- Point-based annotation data
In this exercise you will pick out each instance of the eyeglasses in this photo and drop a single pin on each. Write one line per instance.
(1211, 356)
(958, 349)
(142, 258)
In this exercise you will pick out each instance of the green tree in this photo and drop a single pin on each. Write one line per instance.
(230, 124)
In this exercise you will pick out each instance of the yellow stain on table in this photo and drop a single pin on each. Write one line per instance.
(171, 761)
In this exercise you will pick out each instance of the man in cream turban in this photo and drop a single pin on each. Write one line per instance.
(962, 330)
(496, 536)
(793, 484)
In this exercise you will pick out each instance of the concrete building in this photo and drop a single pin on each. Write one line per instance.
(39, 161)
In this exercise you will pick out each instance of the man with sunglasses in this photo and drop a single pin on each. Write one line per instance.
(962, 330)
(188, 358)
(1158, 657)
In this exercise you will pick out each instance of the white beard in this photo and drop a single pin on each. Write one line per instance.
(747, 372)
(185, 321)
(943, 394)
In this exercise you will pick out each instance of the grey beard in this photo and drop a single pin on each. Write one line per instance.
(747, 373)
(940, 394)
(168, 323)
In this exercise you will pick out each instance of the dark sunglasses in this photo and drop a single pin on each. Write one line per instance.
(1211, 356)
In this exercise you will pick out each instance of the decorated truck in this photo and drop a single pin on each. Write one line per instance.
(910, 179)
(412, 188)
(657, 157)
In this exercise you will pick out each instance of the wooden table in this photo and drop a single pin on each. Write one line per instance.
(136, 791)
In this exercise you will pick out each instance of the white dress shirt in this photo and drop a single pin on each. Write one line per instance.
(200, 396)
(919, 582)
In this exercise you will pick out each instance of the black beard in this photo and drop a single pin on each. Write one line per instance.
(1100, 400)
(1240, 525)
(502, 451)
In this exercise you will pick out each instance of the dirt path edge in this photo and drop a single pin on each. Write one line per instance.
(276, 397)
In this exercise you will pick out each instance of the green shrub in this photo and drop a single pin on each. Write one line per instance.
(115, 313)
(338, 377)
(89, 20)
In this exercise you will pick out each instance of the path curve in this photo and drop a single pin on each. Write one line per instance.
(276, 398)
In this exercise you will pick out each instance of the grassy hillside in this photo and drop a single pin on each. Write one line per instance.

- Problem requirements
Take the material above and return all of it exactly.

- Solution below
In this exercise you will pick out each instance of the eyeglasses in this photo and drop a single pin on each. Write one line per instance.
(1211, 356)
(958, 349)
(142, 258)
In this exercise you will pick out each instance of the green tree in this photo and drop a single pin on each. Write one line per instance.
(230, 124)
In this exercise you will pick out each instance of the yellow stain on table in this photo and drop a single pin on each. Write one line per instance.
(171, 761)
In this exercise you will pick out each instance of the man in cream turban in this photo and drop a single pin on each. Write one line per instance.
(962, 330)
(496, 536)
(793, 484)
In this exercise you will pick out each instance of the concrete building in this photo and drop a single pin on each. Write one line per instance.
(39, 161)
In this exercise you will pick out each instance of the man with sunglasses in this photo and drop a single pin on each. Write one line per instance.
(962, 330)
(188, 358)
(1158, 657)
In this exercise you will pick out each instance of the white beard in this photo and drop a single pin on each. Write one line per instance.
(747, 372)
(185, 321)
(943, 394)
In this exercise you will pick out each instance of the grey beard in this photo and drop a single pin on each. Write one line per instance.
(747, 373)
(940, 394)
(168, 323)
In this exercise you will pick out each instance of the dark sunglasses in this photo and drop a single pin on each. Write one line per instance.
(1211, 356)
In this exercise you will pick out each instance of the decorated truck in this photo and drop a single pin on each. Write one line per instance.
(910, 179)
(412, 188)
(657, 157)
In this exercise you will pick out each instance of the wooden table in this photo and drop a single pin on each. Write one line per instance.
(136, 791)
In this exercise you will pick out each instance of the white dress shirt in this photo and drop a single pin on each. Write one line per instance.
(200, 396)
(919, 582)
In this exercise you will pick out each instance of the black beard in this photo and drop a single pin on each. Write one line per instance.
(1100, 400)
(1240, 525)
(502, 451)
In this exercise you will pick out each instance of the dirt path edge in this photo and drop a single pin on each. Write one line per instance.
(276, 397)
In this exercise you will pick out each instance of the green shrub in this photo and drop a single pin on each. Write one line per instance.
(115, 313)
(338, 377)
(89, 20)
In this exercise you will pick out each instance of the path curve in this photo and drop a single pin on each. Write one line per instance.
(276, 398)
In this exercise you will pick out each instance of the grassy hillside in this photo and drop a single pin on each. Write one line per instance.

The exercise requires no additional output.